What to do
In the research summaries below, by how much did PAD adoption raise cesarean section rates among Fonasa patients in public hospitals?
[Opening Supplied passage section]
Sorting on Survival Gains under Incomplete Health Insurance
with Dominique Araya
Status: Draft coming soon
Abstract. This paper studies whether patients sort into health care providers based on expected health gains when access to care entails financial exposure. We develop and implement a marginal treatment effect framework for a binary mortality outcome with both treatment and selection heterogeneity. Using individual-level hospital discharge data from Chile and a continuous instrument based on variations in relative private-public surgery prices, we estimate how the mortality effects of private hospital care vary with patients’ unobserved resistance to seeking private care. We find large mortality reductions for clinically severe patients, but these high-gain patients are often the most reluctant to access private care. This negative sorting is concentrated among low-income patients, suggesting that incomplete insurance undermines allocative efficiency by deterring patients with the largest potential survival gains from using private care.
Personalized Childbirth Care and Cesarean Delivery: Evidence from Chile's PAD Program
Summary. Chile has one of the highest cesarean section rates among OECD countries, with especially high rates in the private sector, despite equal reimbursement rates for natural birth and cesarean section. This paper shows that the public-private gap in cesarean delivery is largely attributable to a defining feature of private-style childbirth care: the ability to choose a personalized medical team. The empirical setting is the gradual adoption by Chilean hospitals of Fonasa’s Pago Asociado a un Diagnostico (PAD), a fixed-price bundled payment that allows publicly insured patients to receive childbirth care in participating providers with financial certainty about the final charge. In traditional public hospitals, patients are treated by the medical team on shift. Under PAD, including in the private wings (called ``pensionado") of public hospitals, patients can choose their medical team and receive upgraded accommodation. I estimate event-study and staggered difference-in-differences models separately by insurance status and hospital ownership. PAD adoption increased cesarean section rates among Fonasa patients in public hospitals by 14.5 percentage points. By contrast, PAD adoption in private hospitals had little detectable effect on cesarean rates among Fonasa patients, consistent with the fact that physician choice and private-style delivery arrangements were already part of private care.
The Waiting and Matching Quality Trade-off in Kidney Transplants
Summary. This paper leverages a particular policy in Chile that permits private hospitals that procure deceased donor organs from remote areas to retain one of the two kidneys they receive, prioritizing their own patients. As a result, patients in need of kidney transplantation face different waiting times and matching quality between public and private hospitals: the national list has a longer wait time but better matching quality due to a greater market "thickness" for available kidneys and transplant candidates, whereas the private hospital list has a shorter wait time but lower matching quality. I quantify the tradeoff by comparing the life-years from transplantation between the two sectors, using distance to dialysis centers as an instrumental variable for the binary choice between dialysis and transplantation.
[Closing Supplied passage section]
[Opening Dataset content section]
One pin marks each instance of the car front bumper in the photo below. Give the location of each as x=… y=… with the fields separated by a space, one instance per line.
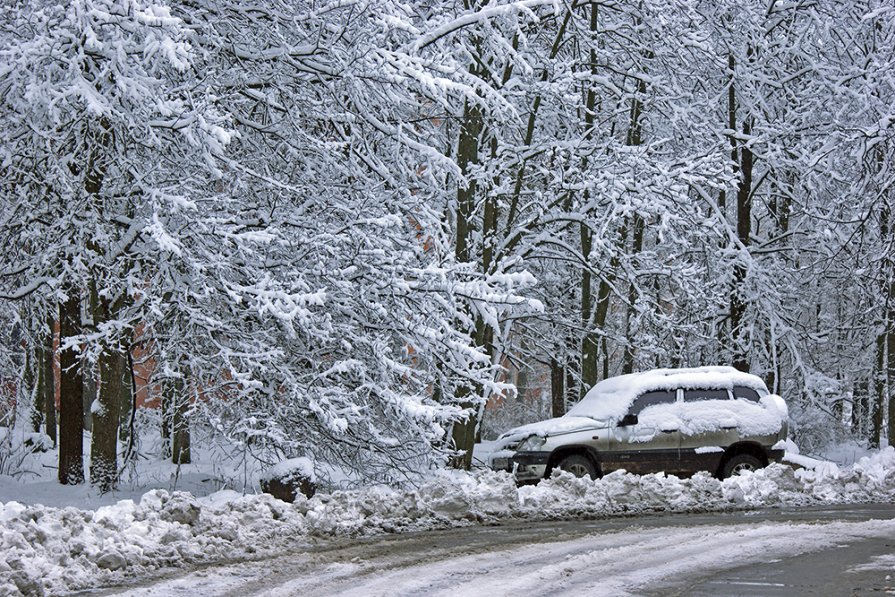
x=526 y=466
[Closing Dataset content section]
Answer below
By 14.5 percentage points.